● ABOUT THIS TASK
Find the lines below that include the word "instance" and state how many there are, adding nothing.

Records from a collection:
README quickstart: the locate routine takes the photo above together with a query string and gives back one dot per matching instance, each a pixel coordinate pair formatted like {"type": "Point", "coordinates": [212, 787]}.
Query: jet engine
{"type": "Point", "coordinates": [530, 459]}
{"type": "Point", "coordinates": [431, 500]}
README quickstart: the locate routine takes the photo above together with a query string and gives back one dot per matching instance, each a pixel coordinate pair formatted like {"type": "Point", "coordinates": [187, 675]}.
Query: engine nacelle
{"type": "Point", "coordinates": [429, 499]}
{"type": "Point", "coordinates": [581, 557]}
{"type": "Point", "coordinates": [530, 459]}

● SOLUTION FOR THIS EXERCISE
2